> What the task asks
As the answer, set down the lines below from the one containing "Query: vegetation on cliff edge" through the one containing "Target: sunlit rock face", exactly and inclusively, and no others.

*** Opening Provided data ***

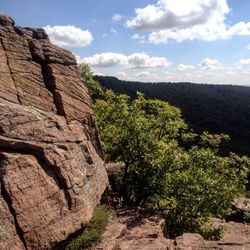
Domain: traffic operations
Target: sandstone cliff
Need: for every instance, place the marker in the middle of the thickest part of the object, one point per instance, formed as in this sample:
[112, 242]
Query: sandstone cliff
[51, 177]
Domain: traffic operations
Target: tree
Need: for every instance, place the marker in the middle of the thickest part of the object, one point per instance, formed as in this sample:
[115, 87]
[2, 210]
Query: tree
[167, 168]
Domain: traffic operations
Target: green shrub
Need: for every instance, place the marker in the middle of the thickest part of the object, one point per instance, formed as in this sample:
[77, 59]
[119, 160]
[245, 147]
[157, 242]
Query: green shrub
[167, 166]
[210, 232]
[93, 232]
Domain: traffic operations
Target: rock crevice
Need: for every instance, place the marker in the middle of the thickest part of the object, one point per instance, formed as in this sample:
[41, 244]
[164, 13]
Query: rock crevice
[51, 174]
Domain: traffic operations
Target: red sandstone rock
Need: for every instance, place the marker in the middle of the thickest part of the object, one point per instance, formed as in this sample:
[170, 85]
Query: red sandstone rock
[51, 177]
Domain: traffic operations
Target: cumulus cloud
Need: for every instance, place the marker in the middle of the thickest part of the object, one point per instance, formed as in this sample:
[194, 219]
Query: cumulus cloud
[210, 64]
[138, 37]
[121, 75]
[184, 67]
[180, 20]
[69, 36]
[244, 62]
[107, 59]
[143, 60]
[116, 17]
[133, 61]
[113, 30]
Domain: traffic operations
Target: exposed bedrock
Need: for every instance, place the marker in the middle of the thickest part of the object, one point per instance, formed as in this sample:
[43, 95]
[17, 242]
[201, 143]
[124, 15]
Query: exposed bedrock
[51, 176]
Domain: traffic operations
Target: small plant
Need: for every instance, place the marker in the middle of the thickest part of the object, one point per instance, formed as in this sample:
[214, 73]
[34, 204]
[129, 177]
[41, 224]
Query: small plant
[210, 232]
[93, 232]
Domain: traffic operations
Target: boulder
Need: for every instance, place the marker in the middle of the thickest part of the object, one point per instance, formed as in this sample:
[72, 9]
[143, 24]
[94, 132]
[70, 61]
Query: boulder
[51, 176]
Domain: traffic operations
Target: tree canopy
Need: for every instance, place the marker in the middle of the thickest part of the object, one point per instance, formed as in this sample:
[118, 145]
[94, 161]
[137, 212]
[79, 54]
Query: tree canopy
[168, 167]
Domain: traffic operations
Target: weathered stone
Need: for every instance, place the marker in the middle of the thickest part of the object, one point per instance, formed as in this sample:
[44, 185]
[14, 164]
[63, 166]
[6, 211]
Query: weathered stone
[51, 176]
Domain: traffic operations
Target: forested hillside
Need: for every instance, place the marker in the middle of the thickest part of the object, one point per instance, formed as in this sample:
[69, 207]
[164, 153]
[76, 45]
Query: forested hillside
[215, 108]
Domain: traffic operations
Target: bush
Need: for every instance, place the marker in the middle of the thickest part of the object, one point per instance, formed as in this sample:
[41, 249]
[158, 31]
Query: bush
[167, 167]
[93, 232]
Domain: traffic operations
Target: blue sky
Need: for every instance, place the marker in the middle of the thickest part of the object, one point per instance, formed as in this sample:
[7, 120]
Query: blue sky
[204, 41]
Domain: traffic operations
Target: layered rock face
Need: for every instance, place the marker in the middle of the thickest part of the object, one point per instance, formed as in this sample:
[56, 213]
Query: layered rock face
[51, 177]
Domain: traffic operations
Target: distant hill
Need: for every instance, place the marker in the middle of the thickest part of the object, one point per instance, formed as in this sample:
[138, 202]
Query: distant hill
[215, 108]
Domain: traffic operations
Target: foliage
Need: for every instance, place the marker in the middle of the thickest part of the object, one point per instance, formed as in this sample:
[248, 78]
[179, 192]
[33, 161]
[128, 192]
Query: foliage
[215, 108]
[210, 232]
[168, 167]
[92, 233]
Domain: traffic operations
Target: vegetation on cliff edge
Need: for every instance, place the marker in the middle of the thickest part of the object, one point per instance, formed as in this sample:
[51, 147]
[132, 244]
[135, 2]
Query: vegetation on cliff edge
[168, 167]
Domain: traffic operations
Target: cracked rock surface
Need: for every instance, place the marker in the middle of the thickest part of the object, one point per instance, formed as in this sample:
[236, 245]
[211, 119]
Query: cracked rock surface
[51, 176]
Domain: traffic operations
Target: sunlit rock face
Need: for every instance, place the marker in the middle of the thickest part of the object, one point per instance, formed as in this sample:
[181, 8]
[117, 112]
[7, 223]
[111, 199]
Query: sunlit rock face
[51, 176]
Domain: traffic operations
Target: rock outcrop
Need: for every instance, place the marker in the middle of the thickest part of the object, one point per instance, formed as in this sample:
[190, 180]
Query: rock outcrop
[51, 177]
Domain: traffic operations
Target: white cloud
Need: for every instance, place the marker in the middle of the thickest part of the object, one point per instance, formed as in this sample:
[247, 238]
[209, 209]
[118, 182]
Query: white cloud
[137, 37]
[211, 64]
[184, 67]
[244, 62]
[143, 60]
[113, 30]
[133, 61]
[107, 59]
[180, 20]
[143, 74]
[69, 36]
[116, 17]
[121, 75]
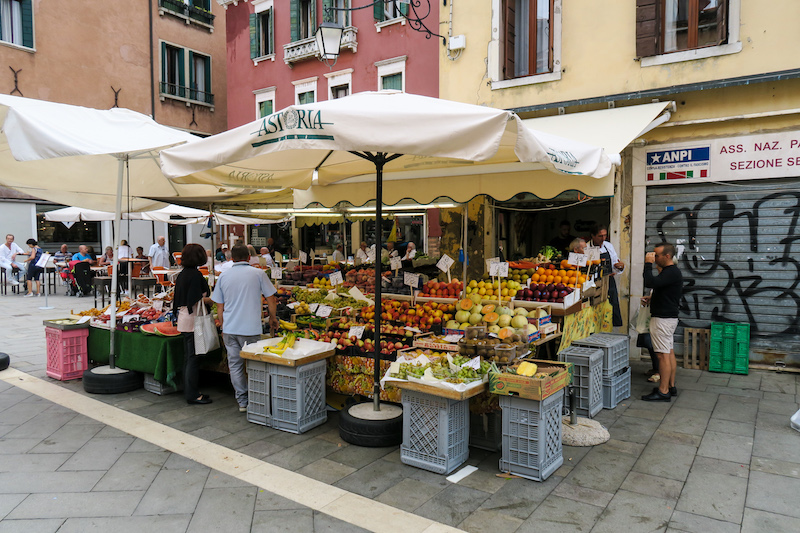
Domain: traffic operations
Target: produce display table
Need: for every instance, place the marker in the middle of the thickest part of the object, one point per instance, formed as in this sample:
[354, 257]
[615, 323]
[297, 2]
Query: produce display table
[151, 354]
[435, 426]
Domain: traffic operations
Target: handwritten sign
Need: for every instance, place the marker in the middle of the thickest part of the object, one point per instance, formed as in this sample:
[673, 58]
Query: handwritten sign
[356, 331]
[445, 263]
[498, 269]
[336, 278]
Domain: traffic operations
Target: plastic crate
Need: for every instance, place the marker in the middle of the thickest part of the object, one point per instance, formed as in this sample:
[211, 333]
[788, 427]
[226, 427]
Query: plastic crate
[532, 436]
[67, 353]
[435, 432]
[486, 431]
[587, 378]
[298, 396]
[615, 350]
[616, 388]
[729, 348]
[156, 387]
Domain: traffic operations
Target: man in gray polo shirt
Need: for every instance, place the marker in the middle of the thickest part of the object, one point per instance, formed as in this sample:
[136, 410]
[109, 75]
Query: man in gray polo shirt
[238, 297]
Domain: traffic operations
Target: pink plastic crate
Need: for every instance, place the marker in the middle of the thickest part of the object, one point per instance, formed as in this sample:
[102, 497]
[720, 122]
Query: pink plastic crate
[67, 353]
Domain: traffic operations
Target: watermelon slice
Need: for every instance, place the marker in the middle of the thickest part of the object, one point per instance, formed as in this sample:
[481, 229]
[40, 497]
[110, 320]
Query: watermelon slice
[166, 329]
[149, 329]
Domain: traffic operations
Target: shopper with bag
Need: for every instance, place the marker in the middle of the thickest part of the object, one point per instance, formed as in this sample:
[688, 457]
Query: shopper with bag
[189, 308]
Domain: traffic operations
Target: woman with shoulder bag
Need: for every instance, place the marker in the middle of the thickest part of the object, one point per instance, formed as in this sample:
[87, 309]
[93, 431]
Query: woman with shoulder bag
[191, 291]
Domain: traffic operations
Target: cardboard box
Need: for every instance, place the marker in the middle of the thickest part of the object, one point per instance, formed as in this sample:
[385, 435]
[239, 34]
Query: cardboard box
[530, 387]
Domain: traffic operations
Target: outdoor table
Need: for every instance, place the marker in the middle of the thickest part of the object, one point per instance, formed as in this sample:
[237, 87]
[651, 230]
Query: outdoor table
[150, 354]
[435, 426]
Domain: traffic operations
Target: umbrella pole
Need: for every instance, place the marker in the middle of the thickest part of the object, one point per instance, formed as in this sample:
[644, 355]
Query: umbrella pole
[112, 310]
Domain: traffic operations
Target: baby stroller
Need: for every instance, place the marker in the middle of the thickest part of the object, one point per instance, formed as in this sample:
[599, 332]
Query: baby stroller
[79, 277]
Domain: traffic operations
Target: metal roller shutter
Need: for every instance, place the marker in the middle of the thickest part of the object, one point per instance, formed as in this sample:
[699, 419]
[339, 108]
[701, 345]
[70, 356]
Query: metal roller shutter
[740, 258]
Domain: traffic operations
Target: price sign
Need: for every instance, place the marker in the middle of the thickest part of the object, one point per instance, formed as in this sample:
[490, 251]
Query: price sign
[498, 269]
[357, 331]
[578, 260]
[445, 263]
[411, 279]
[336, 278]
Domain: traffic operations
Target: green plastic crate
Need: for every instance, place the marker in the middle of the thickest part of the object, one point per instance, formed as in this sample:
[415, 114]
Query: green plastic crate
[729, 350]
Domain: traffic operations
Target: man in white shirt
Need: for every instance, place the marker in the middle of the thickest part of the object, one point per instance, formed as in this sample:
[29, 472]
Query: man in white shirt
[158, 255]
[9, 261]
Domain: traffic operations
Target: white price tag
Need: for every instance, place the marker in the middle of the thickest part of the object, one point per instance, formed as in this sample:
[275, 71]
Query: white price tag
[411, 279]
[445, 263]
[498, 269]
[336, 278]
[357, 331]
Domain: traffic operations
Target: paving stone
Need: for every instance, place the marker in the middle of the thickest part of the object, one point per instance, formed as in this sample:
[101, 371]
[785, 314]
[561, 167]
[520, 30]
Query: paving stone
[693, 523]
[127, 524]
[582, 494]
[629, 511]
[326, 470]
[408, 494]
[660, 487]
[283, 521]
[133, 471]
[770, 492]
[666, 459]
[633, 429]
[453, 505]
[561, 515]
[225, 509]
[727, 447]
[773, 466]
[717, 496]
[67, 505]
[482, 521]
[519, 497]
[98, 454]
[756, 521]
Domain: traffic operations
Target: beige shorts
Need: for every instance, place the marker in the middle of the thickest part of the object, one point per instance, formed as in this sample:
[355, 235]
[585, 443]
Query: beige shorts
[662, 331]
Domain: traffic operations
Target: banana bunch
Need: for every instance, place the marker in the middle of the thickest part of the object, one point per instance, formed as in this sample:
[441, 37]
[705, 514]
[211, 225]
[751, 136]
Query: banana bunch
[526, 369]
[286, 343]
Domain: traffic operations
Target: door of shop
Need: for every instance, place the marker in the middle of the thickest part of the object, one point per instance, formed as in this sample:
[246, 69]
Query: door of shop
[739, 246]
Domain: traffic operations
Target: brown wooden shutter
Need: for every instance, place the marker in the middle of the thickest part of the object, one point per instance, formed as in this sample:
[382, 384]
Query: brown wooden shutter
[647, 27]
[510, 36]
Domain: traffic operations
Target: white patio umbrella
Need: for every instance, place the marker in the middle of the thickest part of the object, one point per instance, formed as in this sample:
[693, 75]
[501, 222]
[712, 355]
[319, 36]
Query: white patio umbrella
[375, 134]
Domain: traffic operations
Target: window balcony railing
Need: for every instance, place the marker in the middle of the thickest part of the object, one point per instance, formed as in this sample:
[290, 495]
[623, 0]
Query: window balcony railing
[306, 48]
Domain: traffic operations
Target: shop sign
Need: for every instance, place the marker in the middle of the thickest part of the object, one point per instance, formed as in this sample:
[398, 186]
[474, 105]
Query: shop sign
[769, 155]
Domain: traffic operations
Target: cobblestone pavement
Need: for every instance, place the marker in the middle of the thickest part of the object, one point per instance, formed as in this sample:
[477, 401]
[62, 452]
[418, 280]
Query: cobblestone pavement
[721, 457]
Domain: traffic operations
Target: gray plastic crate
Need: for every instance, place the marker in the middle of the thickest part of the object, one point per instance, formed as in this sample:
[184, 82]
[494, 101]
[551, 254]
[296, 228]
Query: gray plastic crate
[616, 388]
[435, 432]
[532, 436]
[615, 350]
[587, 378]
[258, 404]
[156, 387]
[298, 396]
[486, 431]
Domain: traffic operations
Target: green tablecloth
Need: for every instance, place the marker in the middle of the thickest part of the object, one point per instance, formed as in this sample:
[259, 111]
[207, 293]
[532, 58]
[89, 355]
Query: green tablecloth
[151, 354]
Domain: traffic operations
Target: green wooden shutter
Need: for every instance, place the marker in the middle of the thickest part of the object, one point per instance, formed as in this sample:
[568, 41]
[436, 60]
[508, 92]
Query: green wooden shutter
[294, 19]
[254, 36]
[27, 23]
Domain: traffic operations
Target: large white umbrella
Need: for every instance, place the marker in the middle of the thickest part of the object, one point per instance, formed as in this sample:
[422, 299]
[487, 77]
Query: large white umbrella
[375, 134]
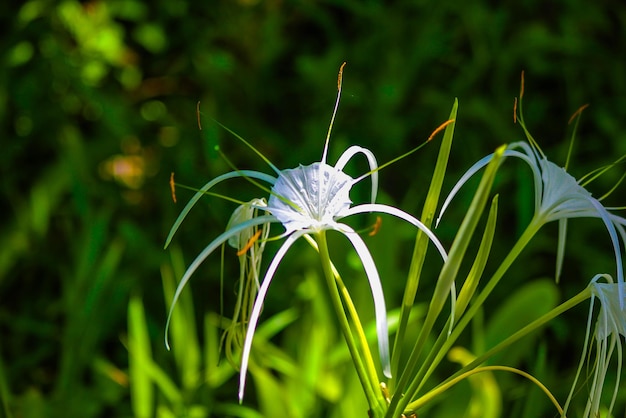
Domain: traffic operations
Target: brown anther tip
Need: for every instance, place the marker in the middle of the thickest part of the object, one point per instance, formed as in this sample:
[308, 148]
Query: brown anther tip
[173, 187]
[440, 128]
[250, 243]
[340, 76]
[577, 113]
[198, 115]
[376, 226]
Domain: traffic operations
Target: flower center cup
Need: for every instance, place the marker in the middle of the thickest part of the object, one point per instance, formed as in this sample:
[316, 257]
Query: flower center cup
[312, 196]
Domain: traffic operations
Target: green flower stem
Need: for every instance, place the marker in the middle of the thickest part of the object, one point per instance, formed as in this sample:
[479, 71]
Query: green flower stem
[367, 374]
[404, 393]
[453, 381]
[421, 243]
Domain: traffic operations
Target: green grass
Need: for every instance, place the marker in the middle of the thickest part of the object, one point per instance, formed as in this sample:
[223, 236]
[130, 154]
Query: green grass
[98, 105]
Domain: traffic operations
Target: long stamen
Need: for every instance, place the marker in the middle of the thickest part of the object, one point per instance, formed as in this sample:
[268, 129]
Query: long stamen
[173, 187]
[332, 119]
[406, 154]
[250, 243]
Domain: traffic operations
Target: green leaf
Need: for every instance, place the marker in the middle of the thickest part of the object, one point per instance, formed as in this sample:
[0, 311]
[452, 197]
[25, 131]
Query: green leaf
[141, 387]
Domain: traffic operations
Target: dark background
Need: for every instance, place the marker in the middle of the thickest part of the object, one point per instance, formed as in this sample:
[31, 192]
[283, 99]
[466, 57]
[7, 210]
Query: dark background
[98, 107]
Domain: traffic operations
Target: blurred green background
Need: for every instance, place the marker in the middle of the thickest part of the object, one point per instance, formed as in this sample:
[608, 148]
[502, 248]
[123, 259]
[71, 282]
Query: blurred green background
[98, 107]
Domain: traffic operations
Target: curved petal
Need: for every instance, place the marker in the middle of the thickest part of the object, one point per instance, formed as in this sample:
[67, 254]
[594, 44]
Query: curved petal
[243, 173]
[371, 159]
[390, 210]
[377, 293]
[483, 162]
[213, 245]
[258, 305]
[610, 226]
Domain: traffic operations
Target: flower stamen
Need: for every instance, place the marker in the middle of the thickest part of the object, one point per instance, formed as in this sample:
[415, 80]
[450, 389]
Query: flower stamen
[173, 187]
[250, 243]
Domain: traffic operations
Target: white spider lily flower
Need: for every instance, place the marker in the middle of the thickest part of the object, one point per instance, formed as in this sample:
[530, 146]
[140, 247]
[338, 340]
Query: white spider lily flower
[306, 200]
[610, 326]
[558, 196]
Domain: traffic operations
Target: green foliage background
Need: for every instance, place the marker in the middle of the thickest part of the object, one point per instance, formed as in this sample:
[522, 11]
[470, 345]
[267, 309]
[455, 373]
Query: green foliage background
[98, 107]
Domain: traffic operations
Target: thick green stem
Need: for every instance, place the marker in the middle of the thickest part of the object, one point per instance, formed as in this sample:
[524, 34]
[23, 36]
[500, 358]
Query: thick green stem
[366, 372]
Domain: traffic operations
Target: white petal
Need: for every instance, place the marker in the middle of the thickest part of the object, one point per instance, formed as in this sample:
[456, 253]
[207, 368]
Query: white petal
[371, 159]
[377, 293]
[213, 245]
[258, 305]
[376, 207]
[310, 196]
[243, 173]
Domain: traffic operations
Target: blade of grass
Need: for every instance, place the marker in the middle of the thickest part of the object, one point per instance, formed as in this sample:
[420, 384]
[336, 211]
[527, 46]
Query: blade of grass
[141, 389]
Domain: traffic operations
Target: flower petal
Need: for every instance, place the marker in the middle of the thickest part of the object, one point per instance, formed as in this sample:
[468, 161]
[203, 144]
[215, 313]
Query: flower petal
[213, 245]
[243, 173]
[310, 196]
[258, 305]
[377, 293]
[390, 210]
[371, 159]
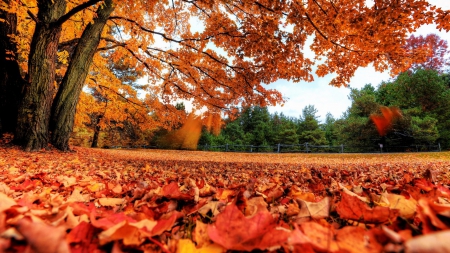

*** Closing Provided data ***

> Solved exercise
Query: vegetation on cliff edge
[168, 167]
Domain: traffic operations
Target: cracked rock surface
Need: for every instance, place the marker in the middle of the thickest part of the object, one point per instance, formed as in this sample:
[236, 245]
[211, 119]
Query: cracked rock surface
[51, 176]
Domain: traffic operations
Target: sunlit rock face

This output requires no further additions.